--- begin ---

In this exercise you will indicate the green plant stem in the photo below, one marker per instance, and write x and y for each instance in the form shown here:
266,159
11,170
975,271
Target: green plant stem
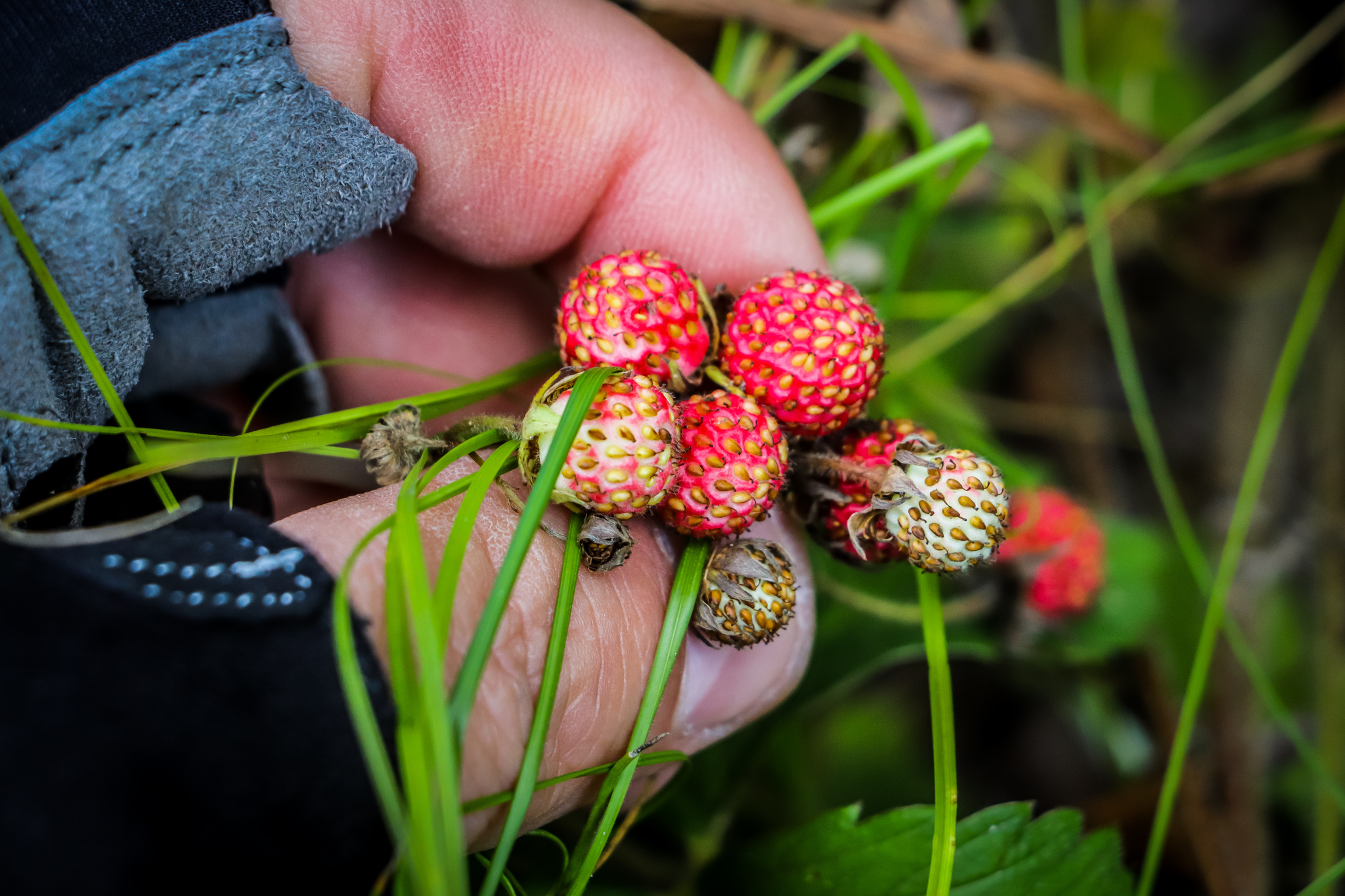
81,341
441,822
353,681
1032,274
973,140
1128,366
944,744
460,536
478,652
653,758
686,589
1329,878
1264,446
545,704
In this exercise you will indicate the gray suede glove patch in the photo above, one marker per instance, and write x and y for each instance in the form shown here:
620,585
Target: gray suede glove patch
167,182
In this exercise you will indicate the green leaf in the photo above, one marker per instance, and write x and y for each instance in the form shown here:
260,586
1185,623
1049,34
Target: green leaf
1001,852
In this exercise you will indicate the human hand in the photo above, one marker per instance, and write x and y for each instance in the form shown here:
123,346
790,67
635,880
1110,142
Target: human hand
548,135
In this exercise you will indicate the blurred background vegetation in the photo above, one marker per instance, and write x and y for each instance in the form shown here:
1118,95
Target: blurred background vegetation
1078,712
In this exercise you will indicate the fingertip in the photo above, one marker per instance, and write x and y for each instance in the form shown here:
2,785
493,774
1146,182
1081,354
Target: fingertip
724,689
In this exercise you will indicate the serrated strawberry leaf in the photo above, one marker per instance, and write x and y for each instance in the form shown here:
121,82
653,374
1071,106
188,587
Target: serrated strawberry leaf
1001,852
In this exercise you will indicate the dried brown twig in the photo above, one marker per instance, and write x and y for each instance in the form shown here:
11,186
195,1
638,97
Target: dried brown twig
1002,79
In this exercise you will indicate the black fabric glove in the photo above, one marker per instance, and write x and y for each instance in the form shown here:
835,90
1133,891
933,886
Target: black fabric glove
171,719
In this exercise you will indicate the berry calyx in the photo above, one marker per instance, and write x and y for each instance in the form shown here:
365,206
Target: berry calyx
622,459
747,594
806,345
638,310
1061,550
843,479
732,467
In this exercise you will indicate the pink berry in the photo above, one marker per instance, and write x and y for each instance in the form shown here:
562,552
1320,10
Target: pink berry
806,345
732,468
622,459
1061,547
872,446
635,310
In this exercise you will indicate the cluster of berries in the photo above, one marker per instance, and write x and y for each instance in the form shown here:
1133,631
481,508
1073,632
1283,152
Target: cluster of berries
798,359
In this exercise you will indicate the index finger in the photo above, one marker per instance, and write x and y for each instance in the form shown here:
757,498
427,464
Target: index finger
557,132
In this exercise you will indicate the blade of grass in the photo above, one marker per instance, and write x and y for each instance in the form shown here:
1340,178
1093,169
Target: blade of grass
474,662
545,704
747,64
436,740
1128,364
460,536
726,51
1145,426
81,341
353,681
1206,171
686,589
505,796
975,139
1032,274
944,744
1264,446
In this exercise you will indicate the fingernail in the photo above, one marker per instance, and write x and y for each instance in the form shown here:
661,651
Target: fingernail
724,689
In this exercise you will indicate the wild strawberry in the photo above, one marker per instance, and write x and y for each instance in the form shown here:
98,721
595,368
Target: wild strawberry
1060,548
843,479
747,594
635,310
807,347
948,512
622,459
732,468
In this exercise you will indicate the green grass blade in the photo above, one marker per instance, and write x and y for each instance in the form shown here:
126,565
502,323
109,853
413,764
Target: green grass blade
1324,883
1146,430
806,78
439,748
653,758
460,538
887,68
545,704
686,589
353,683
726,51
81,341
112,430
904,174
747,64
332,362
1032,274
1264,445
478,652
944,744
459,452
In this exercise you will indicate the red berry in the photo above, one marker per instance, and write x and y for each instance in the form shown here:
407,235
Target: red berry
807,347
732,467
1063,548
635,310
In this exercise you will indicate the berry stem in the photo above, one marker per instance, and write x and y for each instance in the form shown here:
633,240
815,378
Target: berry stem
721,379
686,589
944,744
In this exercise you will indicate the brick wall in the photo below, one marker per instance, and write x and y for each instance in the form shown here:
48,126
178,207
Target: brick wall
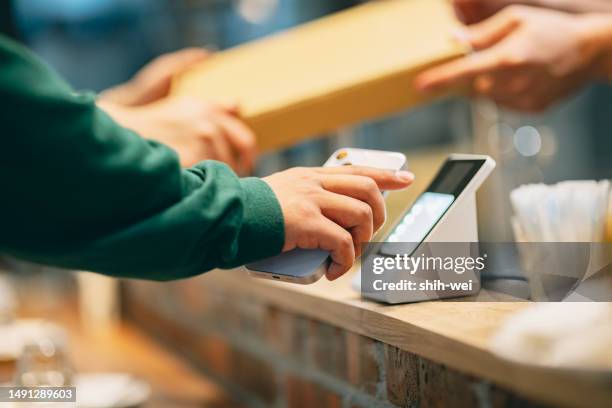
268,357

--- end ---

**What you should do**
Rewrite all of the records above, changing every "marker" to "dot" and keeping everything else the same. Leave the pictures out.

**Solution for this exercise**
In this exercise you will indicate the green plant stem in the photo below, one dot per instance, and write x and y for each instance in the form shown here:
266,159
11,170
975,271
Target: green plant stem
81,341
441,822
353,681
1032,274
973,140
1128,366
944,744
460,536
478,652
653,758
686,589
1329,878
1264,446
545,704
In this exercise you will indicate the gray suede glove patch in the photo above, one dot per instance, and write x and y for each instance in the form shown here:
620,585
Target: gray suede glove patch
167,182
In this exercise you will indicate the green leaf in the photo above, one dot per instance, and write x and y for each instance in the form shown here:
260,586
1185,623
1049,34
Target: green leaf
1001,852
In this exercise you will indicate the human hand in the photo above, one dot per instance, and write x and y for each instance in the form shown here:
123,346
790,67
635,880
1110,142
Target: human hand
548,135
In this exercise you will indicate the blurred background vegetation in the photo above, one dot per instance, and write x and y for each instance in the form shown here:
1118,95
Target: blurred background vegetation
1078,712
In this exercise you will indicate the fingertip in the photo above, one dot per instance, and write x and y for each instance in the form shown here:
2,785
493,774
1146,182
1081,354
Target: fingertip
724,689
In this exercise you will indicate the serrated strawberry leaf in the photo above, one dot per instance, and write x and y for each instance in the form shown here:
121,82
653,374
1071,106
188,587
Target: serrated strawberry leaf
1001,852
In this exercise you will indicate the dried brown twig in the photo above, one dot per instance, and write x and y for each instance in the form shown here:
11,186
195,1
638,97
Target: dried brown twig
1002,79
In this exercise you will indicate the black fabric glove in the photo above, one dot per instance, and write x and y for each instance in the form shown here:
835,90
1133,891
933,886
Target: black fabric glove
171,719
In this exercise you will indicate the berry calyx in the photo above, one dot per instance, and write x and y for each instance in the form shown here:
365,206
Target: berry calyx
622,459
747,594
806,345
638,310
1061,550
843,479
732,467
In this exercise you will indicate the pink berry in the photo above, one dot per instance, and write x and y for each instance in the form shown here:
562,552
1320,10
Target: pink berry
806,345
732,468
622,459
1061,547
872,446
635,310
In this exercise you will indicate the cluster of berries in the photo above, one dot per instance, and write x and y for each instance in the form shown here:
1133,631
481,508
1073,632
1283,152
Target: cluster of berries
798,359
In this exercise you will indicate the index finger in the photo above, one dot per instance, and write x and y for each instance in the form shown here:
757,498
427,464
Target: index finger
557,132
In this exercise you will indicate the blade of grass in the photo above, one dot per instance, and write x and y for each instance in the form shown here:
1340,178
1093,169
Target: blade of grass
474,662
545,704
747,64
436,740
1128,364
460,536
726,51
1145,426
81,341
353,681
1206,171
686,589
505,796
975,139
1032,274
944,744
1264,446
In this exercise you will indicate the fingernail in the photo above, one dot per instance, and write x and y for each instance in the form shown here:
661,651
Target: fingernail
724,689
In this exercise you will indicate the wild strawberry in the photo above, one dot per instance, and write x and y for each instance in the form shown here:
98,721
595,368
Target: wild strawberry
1060,548
843,479
747,594
635,310
807,347
948,512
622,459
732,468
In this exercise you will indicate the green grass blade in the photo above, one dot per instance, and write x and y for each instance in the form shown here:
126,565
502,323
109,853
413,764
Target: green grass blade
1324,883
1146,430
806,78
439,748
653,758
460,538
887,68
545,704
686,589
353,683
726,51
81,341
112,430
904,174
747,64
332,362
1032,274
1264,445
478,652
944,744
459,452
In this exercise you will indicate the red berry in the photo above, one dot per instance, and write x and y for each instance in the form shown here:
407,235
Target: red berry
807,347
732,467
1063,548
635,310
In this exercise you will indicate the berry stem in the photo above, one dot per instance, and write x and y for each instance in the form shown here:
633,240
815,378
Target: berry stem
721,379
686,589
944,744
In this exercise you will indicate the brick wall in the photo below, one dot per instance, and write x and y for each instance in the form shown here:
48,126
178,207
Target: brick wall
268,357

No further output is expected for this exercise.